Start of Materials provided

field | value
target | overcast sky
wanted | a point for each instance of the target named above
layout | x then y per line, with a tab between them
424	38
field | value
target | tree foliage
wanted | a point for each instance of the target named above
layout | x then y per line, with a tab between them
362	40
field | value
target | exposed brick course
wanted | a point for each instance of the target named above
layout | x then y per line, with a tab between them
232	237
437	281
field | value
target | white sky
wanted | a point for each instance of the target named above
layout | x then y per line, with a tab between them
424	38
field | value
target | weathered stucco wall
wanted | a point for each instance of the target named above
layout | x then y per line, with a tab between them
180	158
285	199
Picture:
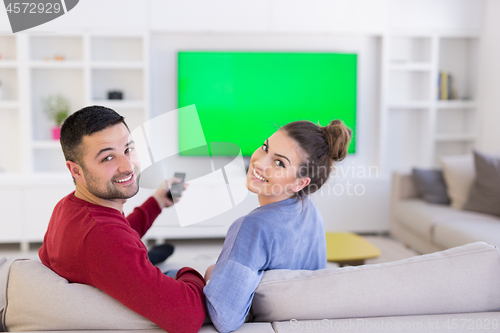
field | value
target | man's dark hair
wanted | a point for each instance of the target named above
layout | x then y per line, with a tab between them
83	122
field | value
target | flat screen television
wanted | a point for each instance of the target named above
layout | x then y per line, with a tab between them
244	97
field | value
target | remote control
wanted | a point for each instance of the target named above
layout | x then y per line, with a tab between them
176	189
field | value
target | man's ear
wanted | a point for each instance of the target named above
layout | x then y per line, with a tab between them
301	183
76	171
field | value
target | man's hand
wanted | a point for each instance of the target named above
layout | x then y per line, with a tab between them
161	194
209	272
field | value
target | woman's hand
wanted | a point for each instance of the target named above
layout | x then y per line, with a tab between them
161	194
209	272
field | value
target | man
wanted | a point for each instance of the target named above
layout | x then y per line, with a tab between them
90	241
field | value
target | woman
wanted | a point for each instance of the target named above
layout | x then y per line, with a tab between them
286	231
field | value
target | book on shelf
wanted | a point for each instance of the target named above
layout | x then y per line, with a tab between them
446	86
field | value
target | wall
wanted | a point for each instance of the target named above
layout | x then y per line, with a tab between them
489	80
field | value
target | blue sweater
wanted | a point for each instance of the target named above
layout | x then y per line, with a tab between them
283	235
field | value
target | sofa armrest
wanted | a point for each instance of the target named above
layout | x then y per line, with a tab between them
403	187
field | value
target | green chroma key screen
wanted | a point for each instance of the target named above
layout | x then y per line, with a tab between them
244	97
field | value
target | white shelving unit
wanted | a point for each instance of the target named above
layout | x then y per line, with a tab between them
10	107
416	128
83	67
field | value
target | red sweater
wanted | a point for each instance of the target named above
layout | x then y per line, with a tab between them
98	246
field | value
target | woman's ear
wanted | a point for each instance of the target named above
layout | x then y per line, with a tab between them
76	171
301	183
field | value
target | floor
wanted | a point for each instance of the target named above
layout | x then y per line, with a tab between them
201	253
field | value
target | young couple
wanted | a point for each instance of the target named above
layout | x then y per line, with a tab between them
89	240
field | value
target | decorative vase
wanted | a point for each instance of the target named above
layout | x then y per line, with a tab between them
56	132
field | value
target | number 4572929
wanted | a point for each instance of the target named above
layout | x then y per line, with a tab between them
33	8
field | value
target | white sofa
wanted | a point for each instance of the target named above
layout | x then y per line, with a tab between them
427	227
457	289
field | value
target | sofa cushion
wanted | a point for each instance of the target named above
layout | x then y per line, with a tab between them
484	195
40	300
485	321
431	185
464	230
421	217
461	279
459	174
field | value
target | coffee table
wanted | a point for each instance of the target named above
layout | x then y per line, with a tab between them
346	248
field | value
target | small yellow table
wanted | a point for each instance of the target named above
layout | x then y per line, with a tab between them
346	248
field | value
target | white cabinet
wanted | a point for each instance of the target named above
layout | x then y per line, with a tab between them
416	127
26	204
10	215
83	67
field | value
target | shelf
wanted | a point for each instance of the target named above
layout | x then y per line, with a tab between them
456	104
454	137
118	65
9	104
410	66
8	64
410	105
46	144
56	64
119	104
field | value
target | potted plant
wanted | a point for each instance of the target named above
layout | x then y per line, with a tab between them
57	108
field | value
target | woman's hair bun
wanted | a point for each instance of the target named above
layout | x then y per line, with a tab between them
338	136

End of Materials provided

**Work request:** Each line of the listing must be restated word for word, and the pictures left out.

**Exercise output:**
field | value
target | overcast sky
wanted | a point for each instance of the target named above
layout | x then y per line, with a tab between them
424	38
field | value
target | tree foliage
wanted | a point for each instance of the target named above
layout | x then y per line, with a tab between them
362	40
field | value
target | exposed brick course
wanted | a point for each instance of the target named above
layout | x then y per line, with a tab between them
232	237
437	281
field | value
target | white sky
wanted | a point for each instance of the target named above
layout | x then y per line, with a tab between them
424	38
field | value
target | weathered stucco wall
wanted | a point for each instance of the target named above
layout | x then y per line, with a tab between them
180	158
285	199
Picture:
field | value
target | man's dark hair
wanted | a point for each instance of the target named above
layout | x then y per line, with a tab between them
83	122
field | value
target | flat screen television
wanted | a point for each instance of the target named above
layout | x then y per line, with a tab between them
244	97
field | value
target | remote control
wanted | a point for each instance of the target named above
layout | x then y per line, with a tab between them
176	189
field | value
target | man's ear
wanted | a point for each instance of the target named above
layout | x then y per line, with a tab between them
301	183
76	171
field | value
target | man's hand
wanted | a point for each instance of the target named above
layout | x then y per line, with a tab between them
161	194
209	272
field | value
target | woman's hand
wanted | a point for each instance of the target named above
layout | x then y per line, with a tab between them
161	194
209	272
field | value
target | man
wanted | a point for each instance of the target named above
layout | x then y per line, with a tab between them
90	241
field | value
target | woman
wanted | a point for each instance of the target named above
layout | x then y per line, with a tab between them
286	231
field | value
target | book on shelf
wanted | a point for each instance of the target named above
layout | x then y per line, with a tab between them
446	86
field | value
target | wall
wanted | a point for each instance of the target named above
layout | x then y per line, with a tab between them
489	80
field | value
target | blue sweater
wanted | a point for each instance of the target named above
layout | x then y per line, with a tab between them
283	235
field | value
target | sofa armrest
wanted | a point for each instance of the target named above
layout | x then y per line, with a tab between them
403	187
field | value
target | green chroma key screen
wanted | a point for each instance of the target named above
layout | x then y per line, with a tab between them
244	97
field | value
target | white shelving unit
wanted | a point for each instance of the target named above
layout | x then y per line, with a tab between them
10	107
416	128
83	67
field | value
target | red sweater
wanted | a point for each instance of the target named above
layout | x then y per line, with a tab between them
98	246
field | value
target | woman's ear
wanted | a point for each instance of the target named above
layout | x then y per line, with a tab between them
76	171
301	183
field | value
target | floor
wanted | a point for each instance of the target named above
layout | x then y per line, with a tab between them
201	253
field | value
target | young couple
wanted | a point for each instance of the target named above
layout | x then y per line, with a tab between them
89	240
field | value
target | decorative vase
wanted | a point for each instance of the target named above
layout | x then y per line, with a tab between them
56	132
field | value
target | number 4572929
wanted | a point for each instance of the target named above
layout | x then y per line, with a tab between them
33	8
field | value
target | white sofa
wanted | a point for each instance of the target named above
layout | x then y per line, with a tab between them
427	227
457	289
field | value
target | sofa cushion
wanted | a point for each instance of the target named above
layout | x then y per line, with a tab between them
484	195
40	300
485	321
431	185
464	230
421	217
461	279
459	174
field | value
target | coffee table
wanted | a point for each instance of the target named above
layout | x then y per line, with a tab between them
346	248
field | value
target | small yellow table
wanted | a point for each instance of the target named above
layout | x then y per line, with a tab between them
346	248
field | value
target | white cabinet
wanted | a point for each instance of the target named above
layout | x then y per line, with a tab between them
416	127
26	204
10	215
83	67
field | value
target | shelf
wanted | a point for each instance of the target named above
layout | x then y per line, with a tab between them
456	104
454	137
118	65
9	104
410	66
8	64
410	105
46	144
56	64
119	104
field | value
target | potted plant
wanted | a point for each instance of the target named above
layout | x then y per line, with a tab between them
57	108
field | value
target | woman's hair bun
wanted | a point for each instance of the target named above
layout | x then y per line, with a tab between them
338	136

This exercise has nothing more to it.